→ **Текст**
^^^^
Хотя их отношение к Копернику не вполне ясно, получается, что в своих построениях они непосредственно переходят от астрономической теории к "знамениям"; они не любят "педанта" Аристотеля. Все это близко к той атмосфере, в которой Бруно в "Вечере" защищает против аристотелианского педантизма систему Коперника – как знамение того, что восходит солнце египтянства. Хилиазм соляриев отличается от воззрений Бруно; есть и другие различия. Тем не менее я склонна полагать, что Город Солнца представляет собой нечто подобное той магической, в духе Фичино, реформе религии и нравственности, о близком приходе которой возвестило Бруно солнечное знамение – система Коперника.
^^^^
→ **Предоставленные записи**
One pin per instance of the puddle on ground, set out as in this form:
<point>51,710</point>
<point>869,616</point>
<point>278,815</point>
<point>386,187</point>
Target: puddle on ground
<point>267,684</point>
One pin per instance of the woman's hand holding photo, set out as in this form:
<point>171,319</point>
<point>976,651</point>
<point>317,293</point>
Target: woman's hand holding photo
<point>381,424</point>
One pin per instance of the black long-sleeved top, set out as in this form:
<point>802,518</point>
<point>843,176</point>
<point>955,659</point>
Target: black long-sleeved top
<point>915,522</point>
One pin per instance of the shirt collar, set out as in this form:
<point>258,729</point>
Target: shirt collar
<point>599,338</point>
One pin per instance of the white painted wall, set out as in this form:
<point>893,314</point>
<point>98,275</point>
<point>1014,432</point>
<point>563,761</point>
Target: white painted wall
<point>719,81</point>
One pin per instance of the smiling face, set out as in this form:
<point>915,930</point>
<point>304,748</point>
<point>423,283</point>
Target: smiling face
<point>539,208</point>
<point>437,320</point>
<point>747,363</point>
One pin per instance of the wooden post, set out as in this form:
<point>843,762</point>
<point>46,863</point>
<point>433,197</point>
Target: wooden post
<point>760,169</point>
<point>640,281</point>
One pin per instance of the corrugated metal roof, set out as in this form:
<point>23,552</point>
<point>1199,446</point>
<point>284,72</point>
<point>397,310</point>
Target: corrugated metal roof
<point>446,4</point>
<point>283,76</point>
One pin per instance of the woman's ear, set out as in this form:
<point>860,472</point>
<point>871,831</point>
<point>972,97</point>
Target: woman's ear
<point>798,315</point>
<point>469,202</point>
^^^^
→ **Данное задание**
Продолжи текст о Городе Солнца и системе Коперника сразу после его последнего предложения.

→ **Результат выполнения**
Поучительным может быть сопоставление "Города Солнца" и описания герметической реформы в "Изгнании…". В "Изгнании…" Христос тоже остается на небесах и почитается как маг. В центре небесной реформы также находится Солнце; благие планетарные влияния – Венеры, Юпитера, Меркурия – объединяются под началом Аполлона, чтобы распространять по вселенной благую волю. Через богов, преобразующих созвездия, устанавливается благотворное соотношение между планетами и зодиакальными и другими созвездиями; в Городе Солнца оно же символизируется соотношением между образами звезд на своде храмового купола и планетными лампадами алтаря. Добродетель торжествует над пороком в "Изгнании…" благодаря тому, что благие составляющие астральных влияний (добродетели) поднимаются на небо, а дурные составляющие (пороки) низвергаются. То же и в Городе Солнца: горожане укрепляются в добродетели, а пороки изгоняются. Природа реформы в обоих сочинениях тоже сходна: нравственно то, что служит общественному благу. Несмотря на абсолютно разную литературную форму обоих трудов, на более глубоком уровне они созвучны друг другу.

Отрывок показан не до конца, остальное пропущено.